[Location identification entries]
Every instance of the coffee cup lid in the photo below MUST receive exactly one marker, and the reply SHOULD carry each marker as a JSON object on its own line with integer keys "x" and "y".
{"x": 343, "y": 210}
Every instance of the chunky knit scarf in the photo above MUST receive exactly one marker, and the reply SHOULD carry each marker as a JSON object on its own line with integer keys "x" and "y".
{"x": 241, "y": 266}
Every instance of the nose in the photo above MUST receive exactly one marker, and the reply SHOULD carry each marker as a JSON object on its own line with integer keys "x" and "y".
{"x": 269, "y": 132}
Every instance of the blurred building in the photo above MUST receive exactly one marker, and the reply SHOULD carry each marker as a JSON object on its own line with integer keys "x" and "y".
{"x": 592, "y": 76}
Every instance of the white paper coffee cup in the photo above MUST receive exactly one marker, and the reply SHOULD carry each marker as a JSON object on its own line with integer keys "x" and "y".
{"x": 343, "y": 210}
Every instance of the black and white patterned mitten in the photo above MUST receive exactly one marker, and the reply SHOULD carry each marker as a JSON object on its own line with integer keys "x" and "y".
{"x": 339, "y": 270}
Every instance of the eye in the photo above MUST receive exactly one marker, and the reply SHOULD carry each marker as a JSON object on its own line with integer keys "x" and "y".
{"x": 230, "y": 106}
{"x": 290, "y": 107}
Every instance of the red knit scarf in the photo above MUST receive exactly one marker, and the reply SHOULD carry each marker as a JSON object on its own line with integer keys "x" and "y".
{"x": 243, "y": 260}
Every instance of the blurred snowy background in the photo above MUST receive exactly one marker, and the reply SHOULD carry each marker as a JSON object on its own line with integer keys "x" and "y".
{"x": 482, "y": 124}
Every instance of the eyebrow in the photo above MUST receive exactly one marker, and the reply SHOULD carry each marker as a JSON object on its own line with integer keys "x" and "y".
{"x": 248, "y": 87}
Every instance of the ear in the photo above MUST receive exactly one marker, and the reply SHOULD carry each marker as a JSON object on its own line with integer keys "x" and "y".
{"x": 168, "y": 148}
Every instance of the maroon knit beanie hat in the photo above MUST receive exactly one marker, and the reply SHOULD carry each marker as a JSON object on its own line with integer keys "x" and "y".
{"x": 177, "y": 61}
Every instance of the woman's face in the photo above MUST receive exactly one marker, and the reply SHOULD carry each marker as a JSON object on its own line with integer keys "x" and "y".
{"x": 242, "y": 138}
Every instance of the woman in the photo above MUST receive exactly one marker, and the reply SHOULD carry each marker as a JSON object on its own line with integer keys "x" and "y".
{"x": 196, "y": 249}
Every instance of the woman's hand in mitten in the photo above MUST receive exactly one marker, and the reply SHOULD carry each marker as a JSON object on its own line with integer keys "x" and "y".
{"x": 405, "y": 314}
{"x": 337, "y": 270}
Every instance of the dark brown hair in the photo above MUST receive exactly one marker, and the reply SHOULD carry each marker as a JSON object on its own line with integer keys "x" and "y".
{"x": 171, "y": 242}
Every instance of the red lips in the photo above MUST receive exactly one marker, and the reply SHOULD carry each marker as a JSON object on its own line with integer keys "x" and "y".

» **Given instruction**: Return the listing above in its exact form.

» **Full output**:
Every instance of the coffee cup lid in the photo below MUST receive exactly one marker, and the reply SHOULD carry each marker as a JSON object on its own line with integer keys "x" and "y".
{"x": 343, "y": 210}
Every instance of the chunky knit scarf in the photo above MUST receive exactly one marker, and the reply SHOULD carry each marker as a JSON object on its own line with integer keys "x" and "y".
{"x": 241, "y": 266}
Every instance of the nose in the photo above MUST receive exactly one marker, and the reply SHOULD carry each marker as a JSON object on its own line with integer keys "x" and "y".
{"x": 269, "y": 132}
Every instance of the blurred building in the photo above MUST receive exactly one marker, and the reply SHOULD carry each marker as a JSON object on its own line with integer keys "x" and "y".
{"x": 592, "y": 76}
Every instance of the white paper coffee cup in the photo above MUST receive exactly one marker, and the reply SHOULD carry each marker as a JSON object on its own line with integer keys "x" and "y".
{"x": 343, "y": 210}
Every instance of the black and white patterned mitten in the photo above MUST receive exactly one marker, and the reply SHOULD carry each marker as a JSON object on its own line with integer keys "x" and "y".
{"x": 339, "y": 270}
Every instance of the eye in the photo above MUST receive exactly one marker, and the reply SHOULD carry each marker as a JSON object on its own line with integer keys "x" and "y".
{"x": 230, "y": 106}
{"x": 290, "y": 107}
Every instance of the red knit scarf in the photo above MUST receive exactly one marker, and the reply SHOULD carry each marker as a JSON object on its own line with integer keys "x" and "y".
{"x": 243, "y": 260}
Every instance of the blurred snowy background in the photo above MUST receive exactly one marker, and the reply SHOULD carry each marker as a JSON object on its own line with integer keys "x" and "y".
{"x": 482, "y": 124}
Every instance of the eyebrow in the photo above MUST receive exactly one marker, and the reply SHOULD carry each marker as a JSON object on its own line with integer keys "x" and "y".
{"x": 248, "y": 87}
Every instance of the ear in the photo above MUST receive exactly one marker, and the reply SHOULD carry each marker as a JSON object on its own line with integer keys "x" and "y".
{"x": 168, "y": 148}
Every instance of the maroon knit beanie hat in the photo above MUST receive exactly one marker, and the reply SHOULD carry each marker as a JSON object on its own line with integer keys "x" and "y".
{"x": 177, "y": 61}
Every instance of the woman's face in the photo above MUST receive exactly one marker, and the reply SHOULD carry each marker as a JSON object on its own line with integer keys "x" and "y".
{"x": 242, "y": 138}
Every instance of the woman in the photo above MUST receive exactly one marker, and the reply SHOULD carry each marker as a JSON object on its own line with integer keys "x" and "y".
{"x": 196, "y": 249}
Every instance of the woman's hand in mitten in the photo above MUST receive exactly one marker, and the reply SHOULD carry each marker as a JSON object on its own line with integer keys "x" and "y".
{"x": 405, "y": 314}
{"x": 337, "y": 270}
Every instance of the dark brown hair in the photo above MUST receive exactly one marker, and the reply SHOULD carry each marker as a JSON object on its own line with integer keys "x" and "y".
{"x": 171, "y": 242}
Every instance of the red lips in the photo above MUST receive exactly one marker, and the reply SHOULD carry each marker as a JSON object on its own line with integer keys "x" and "y".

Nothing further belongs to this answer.